--- START Extracted information ---
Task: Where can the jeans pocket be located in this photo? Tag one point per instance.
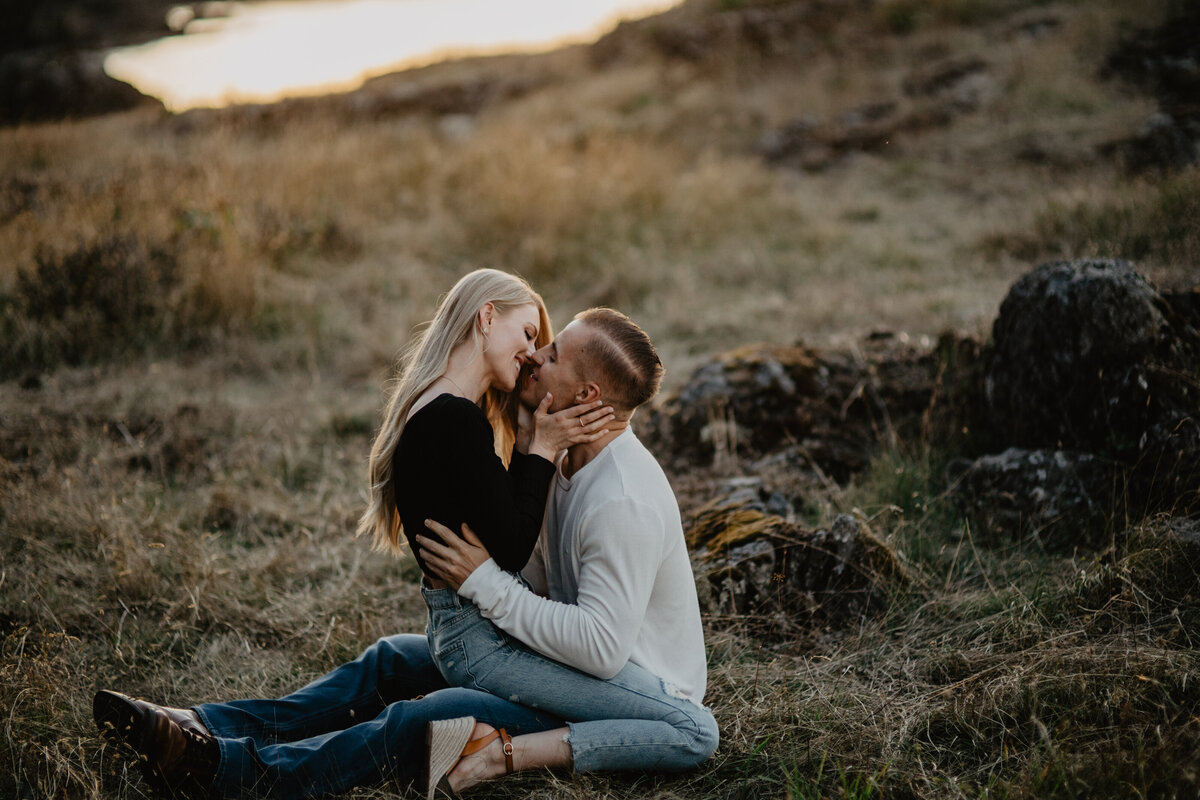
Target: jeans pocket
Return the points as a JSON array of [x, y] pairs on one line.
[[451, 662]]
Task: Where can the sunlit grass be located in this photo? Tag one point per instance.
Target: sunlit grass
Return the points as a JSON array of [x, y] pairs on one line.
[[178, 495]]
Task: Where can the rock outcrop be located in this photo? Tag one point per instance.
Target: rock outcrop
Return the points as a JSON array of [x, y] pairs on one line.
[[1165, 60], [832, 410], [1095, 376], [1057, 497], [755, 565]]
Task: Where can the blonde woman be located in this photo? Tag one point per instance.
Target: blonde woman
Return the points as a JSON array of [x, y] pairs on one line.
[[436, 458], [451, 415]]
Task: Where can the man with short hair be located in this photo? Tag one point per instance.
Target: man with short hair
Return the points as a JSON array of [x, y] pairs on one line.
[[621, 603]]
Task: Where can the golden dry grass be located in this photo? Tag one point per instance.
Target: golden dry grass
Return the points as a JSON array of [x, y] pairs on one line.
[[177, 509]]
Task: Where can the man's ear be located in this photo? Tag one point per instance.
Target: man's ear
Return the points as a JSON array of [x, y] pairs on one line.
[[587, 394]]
--- END Extracted information ---
**Short task:**
Please turn every line of the rows above into a numbered list, skipping any blank lines and leaving the pictures out.

**Result:**
1. Task: Where can the jeans pocket be located in this photo? Tag one point per instance.
2. Target: jeans pocket
3. Return the points as a JSON array of [x, y] pairs on one line.
4. [[451, 662]]
5. Task: Where can the sunlit grass be located in this photo? Tag one point per instance.
6. Target: sunlit grass
7. Return the points as a JSON array of [x, y] pairs on one line.
8. [[178, 495]]
9. Task: Where can the rock outcrop be located in this photo? Tag one point per instance.
10. Target: rock outcrop
11. Return the points as a JSON array of [x, y] pairs on one line.
12. [[1165, 60], [832, 410], [1095, 376], [1057, 497], [755, 565]]
13. Task: Where can the blonde woman be located in this photo? Tag one point per instance.
14. Target: blonde woman
15. Return the points as a JSON array of [x, y] pairs on one line.
16. [[436, 458], [451, 415]]
17. Task: Where can the man with short hair be located in this photo? Tag one point per instance.
18. Target: man with short hair
19. Return the points as a JSON array of [x, y] pairs on one line.
20. [[621, 603]]
21. Task: Where can the golden dry grass be located in this photo? Tag one point per instance.
22. Target: golden dry grass
23. Return the points as a JSON array of [x, y] pairs on one line.
24. [[177, 509]]
25. Task: Where can the man's ear be located in this photo? Tag one point per instance.
26. Target: man's ear
27. Return the points as a JSON array of [x, y] pairs on one line.
28. [[587, 394]]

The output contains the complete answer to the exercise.